Frei­willige kochen für Bedürftige San­dra Kern hat die Gassenküche vor neun Jahren gegrün­det. Ein Restau­rant für Men­schen, die am Exis­tenzmin­i­mum leben. Für Men­schen, die kaum mal in ein Restau­rant gehen kön­nten. Und für Men­schen, die nie­man­den haben, der ihnen beim Essen Gesellschaft leis­ten kön­nte. Unter­stützt wird San­dra dabei von Freiwilligen.

Hier sind alle Gäste VIP’s Mor­gens um neun Uhr trudeln die Helferin­nen nach und nach ein, die für diesen Mittwoch eingeteilt sind. Jede arbeit­et einen Mit­tag im Monat immer im gle­ichen Team. San­dra reicht mir eine Schürze, Jolan­da einen Schäler. Zweiein­halb Kilo Karot­ten gilt es zu schälen. Ich set­ze mich zu Els­beth an den Tisch. «Weisst du, früher habe ich bei der RestEss­Bar geholfen. Jet­zt bin ich schon lange Zeit hier», sagt sie. Wir sitzen da und reden. Sie erzählt mir von ihren Lei­den. Dass sie den Schäler nicht gut hal­ten kann, weil ihr die Hand wehtut. Später beim Deck­en der Tis­che erwäh­nt sie ihr schmerzen­des Knie. «Hi, ich bin Sue», sagt eine andere Helferin und streckt mir ihren Fin­ger hin. Ihre Hand ist einge­bun­den. «Wir sind alle etwas lädiert», ergänzt sie und lacht. Es scheint, als nutzen nicht nur die Gäste die Gassenküche als Ort des Austauschs.

▸ AUFGABE A: Gib den Abschnitt aus dem Text über die Gassenküche wortgetreu wieder, beginnend bei „Hier sind alle“ und endend bei „Ort des Austauschs.“.
▸ AUFGABE B:
Beantworte anhand des Textes über die Gassenküche diese Fragen:
(i) Vor wie vielen Jahren hat Sandra Kern die Gassenküche gegründet?
(ii) Wie viel Kilo Karotten sind zu schälen?
(iii) Wo hat Elsbeth früher geholfen?
Die Auflistung hat mit dem Text über die Gassenküche nichts zu tun.

▸ Beschriftungen von Objektpunkten:
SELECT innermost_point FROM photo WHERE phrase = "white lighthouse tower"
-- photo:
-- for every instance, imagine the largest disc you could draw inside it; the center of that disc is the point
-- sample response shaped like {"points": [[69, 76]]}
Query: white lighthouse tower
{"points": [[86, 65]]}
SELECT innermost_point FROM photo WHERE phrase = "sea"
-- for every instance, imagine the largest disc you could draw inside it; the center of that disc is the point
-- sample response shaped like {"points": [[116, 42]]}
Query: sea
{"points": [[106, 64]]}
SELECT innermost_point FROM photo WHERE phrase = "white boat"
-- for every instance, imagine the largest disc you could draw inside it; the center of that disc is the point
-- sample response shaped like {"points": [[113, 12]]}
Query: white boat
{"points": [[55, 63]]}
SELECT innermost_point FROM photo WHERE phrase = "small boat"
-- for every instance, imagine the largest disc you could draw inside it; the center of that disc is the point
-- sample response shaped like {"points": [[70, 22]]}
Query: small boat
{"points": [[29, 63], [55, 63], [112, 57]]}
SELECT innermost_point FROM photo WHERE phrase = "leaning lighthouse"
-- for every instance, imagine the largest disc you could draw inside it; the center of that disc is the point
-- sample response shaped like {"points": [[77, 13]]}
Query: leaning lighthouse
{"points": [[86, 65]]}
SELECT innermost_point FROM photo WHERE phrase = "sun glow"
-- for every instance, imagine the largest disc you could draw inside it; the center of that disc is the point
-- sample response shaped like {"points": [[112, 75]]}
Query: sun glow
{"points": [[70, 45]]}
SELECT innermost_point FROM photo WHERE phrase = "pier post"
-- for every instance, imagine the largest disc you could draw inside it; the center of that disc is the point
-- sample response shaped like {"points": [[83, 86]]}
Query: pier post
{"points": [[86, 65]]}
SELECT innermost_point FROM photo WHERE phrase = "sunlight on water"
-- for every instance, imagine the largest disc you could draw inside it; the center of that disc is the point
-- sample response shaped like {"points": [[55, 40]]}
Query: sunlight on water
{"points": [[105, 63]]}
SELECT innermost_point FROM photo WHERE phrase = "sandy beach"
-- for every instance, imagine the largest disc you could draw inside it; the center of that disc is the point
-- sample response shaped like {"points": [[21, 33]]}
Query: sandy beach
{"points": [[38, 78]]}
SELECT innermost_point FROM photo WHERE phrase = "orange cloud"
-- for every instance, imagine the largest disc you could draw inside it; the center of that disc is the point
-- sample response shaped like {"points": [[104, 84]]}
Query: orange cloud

▸ VOLLSTÄNDIGE ANTWORT A:
Hier sind alle Gäste VIP’s Mor­gens um neun Uhr trudeln die Helferin­nen nach und nach ein, die für diesen Mittwoch eingeteilt sind. Jede arbeit­et einen Mit­tag im Monat immer im gle­ichen Team. San­dra reicht mir eine Schürze, Jolan­da einen Schäler. Zweiein­halb Kilo Karot­ten gilt es zu schälen. Ich set­ze mich zu Els­beth an den Tisch. «Weisst du, früher habe ich bei der RestEss­Bar geholfen. Jet­zt bin ich schon lange Zeit hier», sagt sie. Wir sitzen da und reden. Sie erzählt mir von ihren Lei­den. Dass sie den Schäler nicht gut hal­ten kann, weil ihr die Hand wehtut. Später beim Deck­en der Tis­che erwäh­nt sie ihr schmerzen­des Knie. «Hi, ich bin Sue», sagt eine andere Helferin und streckt mir ihren Fin­ger hin. Ihre Hand ist einge­bun­den. «Wir sind alle etwas lädiert», ergänzt sie und lacht. Es scheint, als nutzen nicht nur die Gäste die Gassenküche als Ort des Austauschs.

▸ VOLLSTÄNDIGE ANTWORT B:
(i) Vor neun Jahren.
(ii) Zweieinhalb Kilo.
(iii) Bei der RestEssBar.